> [YOUR TASK]:
Identify each line in the records that contains the word "cloud", and copy those lines.
##### MATERIAL FOR THE TASK #####
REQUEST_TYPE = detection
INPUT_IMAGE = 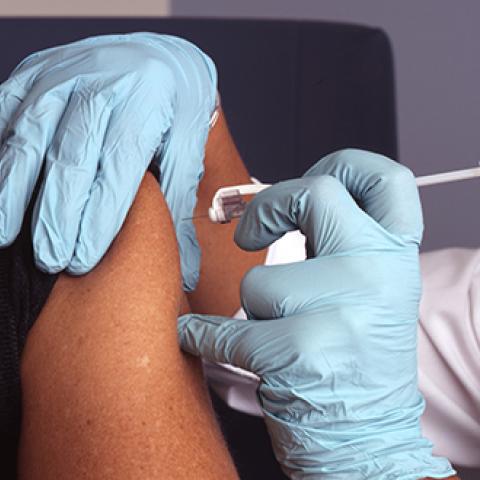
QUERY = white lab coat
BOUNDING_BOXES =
[204,232,480,467]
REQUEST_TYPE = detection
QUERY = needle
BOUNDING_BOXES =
[182,213,208,220]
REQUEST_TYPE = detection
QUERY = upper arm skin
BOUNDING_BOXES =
[19,174,238,480]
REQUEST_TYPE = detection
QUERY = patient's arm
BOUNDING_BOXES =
[188,111,266,315]
[19,174,237,480]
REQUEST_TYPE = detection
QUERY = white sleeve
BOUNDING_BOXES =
[418,249,480,467]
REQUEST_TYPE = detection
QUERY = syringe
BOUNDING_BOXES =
[208,166,480,223]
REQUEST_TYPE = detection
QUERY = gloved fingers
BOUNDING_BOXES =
[177,314,295,376]
[304,149,423,244]
[0,86,68,246]
[32,85,111,273]
[67,98,162,275]
[0,79,24,141]
[235,175,382,258]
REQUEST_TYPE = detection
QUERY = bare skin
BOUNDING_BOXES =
[19,109,263,480]
[19,107,456,480]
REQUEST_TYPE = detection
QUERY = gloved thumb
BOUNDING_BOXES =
[177,314,280,375]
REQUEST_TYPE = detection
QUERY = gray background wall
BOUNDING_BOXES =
[171,0,480,250]
[0,0,170,17]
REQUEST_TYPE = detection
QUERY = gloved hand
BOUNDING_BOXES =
[0,33,217,290]
[178,150,454,480]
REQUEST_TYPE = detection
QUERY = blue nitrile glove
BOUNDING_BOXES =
[0,33,217,290]
[178,150,454,480]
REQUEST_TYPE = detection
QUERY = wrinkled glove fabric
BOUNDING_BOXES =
[178,150,455,480]
[0,33,217,291]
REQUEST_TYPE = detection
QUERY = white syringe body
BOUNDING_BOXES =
[208,166,480,223]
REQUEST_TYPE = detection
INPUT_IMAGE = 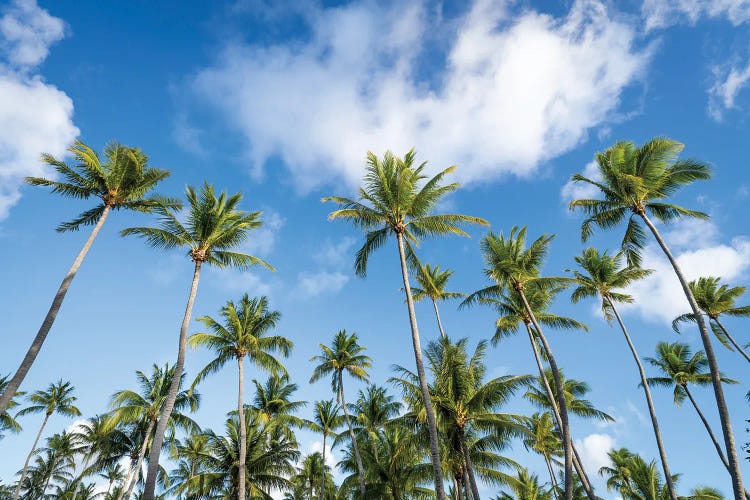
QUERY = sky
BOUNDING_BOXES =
[0,0,750,498]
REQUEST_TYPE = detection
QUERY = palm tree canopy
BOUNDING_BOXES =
[25,141,180,231]
[322,149,489,276]
[188,294,293,385]
[310,330,372,394]
[569,137,711,265]
[121,183,273,270]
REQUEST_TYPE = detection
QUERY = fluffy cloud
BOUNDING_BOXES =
[0,0,79,220]
[192,0,650,190]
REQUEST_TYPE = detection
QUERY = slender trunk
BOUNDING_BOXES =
[526,324,597,500]
[639,211,745,500]
[432,299,445,338]
[237,357,247,500]
[605,297,677,500]
[396,233,445,500]
[13,413,52,500]
[339,372,365,498]
[0,205,110,415]
[516,285,573,500]
[143,262,201,500]
[458,428,479,500]
[713,318,750,363]
[125,420,156,500]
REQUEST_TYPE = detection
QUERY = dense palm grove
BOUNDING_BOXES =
[0,138,750,500]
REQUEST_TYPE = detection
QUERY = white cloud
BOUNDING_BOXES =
[0,0,79,220]
[641,0,750,30]
[192,0,650,190]
[575,434,617,475]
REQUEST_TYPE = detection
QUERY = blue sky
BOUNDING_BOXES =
[0,0,750,493]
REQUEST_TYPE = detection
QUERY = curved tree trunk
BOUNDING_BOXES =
[143,262,201,500]
[400,233,445,500]
[118,420,156,500]
[713,318,750,363]
[237,357,247,500]
[458,428,479,500]
[605,297,677,500]
[639,211,745,500]
[516,286,573,500]
[432,299,445,338]
[13,413,51,500]
[0,205,110,415]
[526,324,597,500]
[340,372,365,498]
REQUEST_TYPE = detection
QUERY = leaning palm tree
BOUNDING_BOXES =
[188,294,293,500]
[0,141,179,415]
[323,149,488,500]
[672,277,750,363]
[305,399,344,500]
[411,263,466,337]
[13,380,81,500]
[570,137,744,498]
[310,330,372,496]
[470,227,573,500]
[571,248,677,500]
[122,183,273,500]
[646,342,750,499]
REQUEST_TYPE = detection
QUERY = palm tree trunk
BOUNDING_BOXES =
[237,357,247,500]
[526,324,596,500]
[639,211,745,500]
[13,413,52,500]
[432,299,445,338]
[605,297,677,500]
[714,318,750,363]
[458,428,479,500]
[340,372,365,498]
[516,285,573,500]
[400,233,445,500]
[0,205,110,415]
[143,261,201,500]
[123,420,155,500]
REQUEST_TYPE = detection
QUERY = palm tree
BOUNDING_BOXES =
[323,149,488,500]
[571,248,677,500]
[672,277,750,363]
[188,294,293,500]
[110,364,200,500]
[310,330,372,496]
[570,137,744,499]
[0,141,179,415]
[305,399,342,500]
[646,342,750,499]
[13,380,81,500]
[411,263,466,337]
[122,183,273,500]
[459,283,596,500]
[470,227,573,500]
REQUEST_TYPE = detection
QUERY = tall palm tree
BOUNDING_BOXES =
[570,137,744,499]
[470,227,573,500]
[323,149,488,500]
[109,364,200,500]
[310,330,372,496]
[459,283,596,500]
[0,141,179,415]
[122,183,273,500]
[188,294,293,500]
[411,263,466,337]
[571,248,677,500]
[646,342,750,499]
[305,399,342,500]
[13,380,81,500]
[672,277,750,363]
#####
> [PROBLEM SOLUTION]:
QUERY = fluffy cloud
QUERY = white cloud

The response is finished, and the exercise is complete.